EXERCISE DIRECTIONS: Every entry must appear in the output exactly as it does here.

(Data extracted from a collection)

····················

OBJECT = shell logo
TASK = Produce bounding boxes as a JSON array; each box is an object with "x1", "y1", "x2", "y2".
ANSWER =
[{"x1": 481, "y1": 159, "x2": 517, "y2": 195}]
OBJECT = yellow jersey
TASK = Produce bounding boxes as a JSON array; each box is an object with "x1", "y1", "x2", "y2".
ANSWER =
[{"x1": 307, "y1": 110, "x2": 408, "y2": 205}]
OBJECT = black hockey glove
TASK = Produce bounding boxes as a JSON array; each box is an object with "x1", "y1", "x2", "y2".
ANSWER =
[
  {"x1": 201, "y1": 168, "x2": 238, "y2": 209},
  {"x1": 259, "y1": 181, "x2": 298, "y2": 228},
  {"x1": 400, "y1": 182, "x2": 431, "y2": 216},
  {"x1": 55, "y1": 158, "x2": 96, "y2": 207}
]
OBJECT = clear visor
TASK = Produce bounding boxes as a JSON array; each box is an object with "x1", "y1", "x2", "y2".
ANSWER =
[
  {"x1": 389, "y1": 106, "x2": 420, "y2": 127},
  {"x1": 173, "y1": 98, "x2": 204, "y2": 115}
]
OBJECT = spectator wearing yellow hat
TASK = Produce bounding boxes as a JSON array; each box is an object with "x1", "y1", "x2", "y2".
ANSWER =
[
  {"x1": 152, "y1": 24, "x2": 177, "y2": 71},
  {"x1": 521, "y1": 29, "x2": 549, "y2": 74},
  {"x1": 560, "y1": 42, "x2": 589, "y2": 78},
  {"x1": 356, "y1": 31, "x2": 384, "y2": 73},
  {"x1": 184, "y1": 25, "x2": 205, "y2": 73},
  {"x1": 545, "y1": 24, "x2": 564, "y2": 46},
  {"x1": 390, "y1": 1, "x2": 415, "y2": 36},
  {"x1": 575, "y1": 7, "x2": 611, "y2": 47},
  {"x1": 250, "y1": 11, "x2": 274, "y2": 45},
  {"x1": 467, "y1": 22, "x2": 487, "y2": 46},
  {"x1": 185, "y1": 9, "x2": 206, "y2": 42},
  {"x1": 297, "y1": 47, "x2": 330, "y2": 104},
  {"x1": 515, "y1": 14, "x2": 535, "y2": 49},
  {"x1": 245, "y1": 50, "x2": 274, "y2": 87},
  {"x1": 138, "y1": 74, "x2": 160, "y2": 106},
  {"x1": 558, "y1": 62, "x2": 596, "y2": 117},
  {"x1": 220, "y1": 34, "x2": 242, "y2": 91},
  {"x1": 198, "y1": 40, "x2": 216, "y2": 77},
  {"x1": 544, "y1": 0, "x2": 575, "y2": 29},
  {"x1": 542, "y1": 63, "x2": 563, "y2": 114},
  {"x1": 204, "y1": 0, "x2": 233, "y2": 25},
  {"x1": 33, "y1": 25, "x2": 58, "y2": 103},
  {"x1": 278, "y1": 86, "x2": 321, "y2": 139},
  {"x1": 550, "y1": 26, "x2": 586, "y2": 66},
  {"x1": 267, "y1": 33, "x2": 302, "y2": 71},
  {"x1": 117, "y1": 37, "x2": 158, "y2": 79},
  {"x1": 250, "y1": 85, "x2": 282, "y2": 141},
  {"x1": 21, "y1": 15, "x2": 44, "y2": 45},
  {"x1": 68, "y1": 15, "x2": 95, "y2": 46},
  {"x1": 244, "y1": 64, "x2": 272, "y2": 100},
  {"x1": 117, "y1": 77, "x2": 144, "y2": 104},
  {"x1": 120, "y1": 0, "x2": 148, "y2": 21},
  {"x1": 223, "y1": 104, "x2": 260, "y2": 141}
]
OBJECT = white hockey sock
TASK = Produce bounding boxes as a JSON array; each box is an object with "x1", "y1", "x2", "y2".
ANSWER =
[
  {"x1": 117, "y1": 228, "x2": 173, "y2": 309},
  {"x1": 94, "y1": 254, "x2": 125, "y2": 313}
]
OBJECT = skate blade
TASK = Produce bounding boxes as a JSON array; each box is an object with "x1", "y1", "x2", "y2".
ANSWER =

····················

SOLUTION FOR THIS PROBLEM:
OBJECT = shell logo
TASK = Produce bounding boxes as a JSON array; each box is an object with "x1", "y1", "x2", "y2".
ANSWER =
[{"x1": 481, "y1": 159, "x2": 517, "y2": 195}]
OBJECT = yellow jersey
TASK = Produce bounding boxes as a JSON array; each box is an object with "x1", "y1", "x2", "y2".
ANSWER =
[{"x1": 307, "y1": 110, "x2": 408, "y2": 205}]
OBJECT = black hockey glove
TASK = Produce bounding boxes as a JSON array; each box is an object with "x1", "y1", "x2", "y2".
ANSWER =
[
  {"x1": 201, "y1": 168, "x2": 238, "y2": 209},
  {"x1": 259, "y1": 181, "x2": 298, "y2": 228},
  {"x1": 400, "y1": 182, "x2": 431, "y2": 216},
  {"x1": 55, "y1": 158, "x2": 96, "y2": 207}
]
OBJECT = clear visor
TASK = Produce bounding boxes as a JSON array; each box is an object with "x1", "y1", "x2", "y2".
ANSWER =
[
  {"x1": 389, "y1": 106, "x2": 420, "y2": 127},
  {"x1": 173, "y1": 98, "x2": 204, "y2": 115}
]
OBJECT = spectator wearing yellow hat
TASK = Produce bounding boxes as a JSON array; each box is an object with "x1", "y1", "x2", "y2".
ANSWER =
[
  {"x1": 152, "y1": 24, "x2": 177, "y2": 71},
  {"x1": 521, "y1": 29, "x2": 549, "y2": 74},
  {"x1": 560, "y1": 42, "x2": 589, "y2": 78},
  {"x1": 356, "y1": 31, "x2": 384, "y2": 73},
  {"x1": 184, "y1": 25, "x2": 205, "y2": 73},
  {"x1": 545, "y1": 24, "x2": 564, "y2": 46},
  {"x1": 390, "y1": 1, "x2": 415, "y2": 36},
  {"x1": 575, "y1": 7, "x2": 611, "y2": 47},
  {"x1": 250, "y1": 11, "x2": 274, "y2": 45},
  {"x1": 467, "y1": 22, "x2": 487, "y2": 46},
  {"x1": 185, "y1": 9, "x2": 206, "y2": 42},
  {"x1": 297, "y1": 47, "x2": 330, "y2": 104},
  {"x1": 515, "y1": 14, "x2": 535, "y2": 49},
  {"x1": 245, "y1": 50, "x2": 274, "y2": 87},
  {"x1": 138, "y1": 74, "x2": 160, "y2": 106},
  {"x1": 558, "y1": 62, "x2": 596, "y2": 117},
  {"x1": 220, "y1": 34, "x2": 242, "y2": 91},
  {"x1": 198, "y1": 40, "x2": 216, "y2": 77},
  {"x1": 544, "y1": 0, "x2": 575, "y2": 29},
  {"x1": 542, "y1": 63, "x2": 563, "y2": 114},
  {"x1": 204, "y1": 0, "x2": 233, "y2": 25},
  {"x1": 33, "y1": 25, "x2": 58, "y2": 103},
  {"x1": 278, "y1": 86, "x2": 321, "y2": 139},
  {"x1": 550, "y1": 26, "x2": 586, "y2": 66},
  {"x1": 267, "y1": 33, "x2": 302, "y2": 71},
  {"x1": 117, "y1": 37, "x2": 158, "y2": 79},
  {"x1": 250, "y1": 85, "x2": 282, "y2": 141},
  {"x1": 21, "y1": 15, "x2": 44, "y2": 45},
  {"x1": 68, "y1": 15, "x2": 95, "y2": 46},
  {"x1": 244, "y1": 64, "x2": 272, "y2": 100},
  {"x1": 117, "y1": 77, "x2": 144, "y2": 104},
  {"x1": 120, "y1": 0, "x2": 148, "y2": 21},
  {"x1": 223, "y1": 104, "x2": 260, "y2": 141}
]
OBJECT = white hockey sock
TASK = Produce bounding boxes as a JSON array; each box is an object with "x1", "y1", "x2", "y2".
ANSWER =
[
  {"x1": 117, "y1": 228, "x2": 173, "y2": 309},
  {"x1": 94, "y1": 254, "x2": 125, "y2": 313}
]
OBJECT = skate blade
TASK = Produce bounding boxes as a JSON array; each box is an object with "x1", "y1", "x2", "y2".
ANSWER =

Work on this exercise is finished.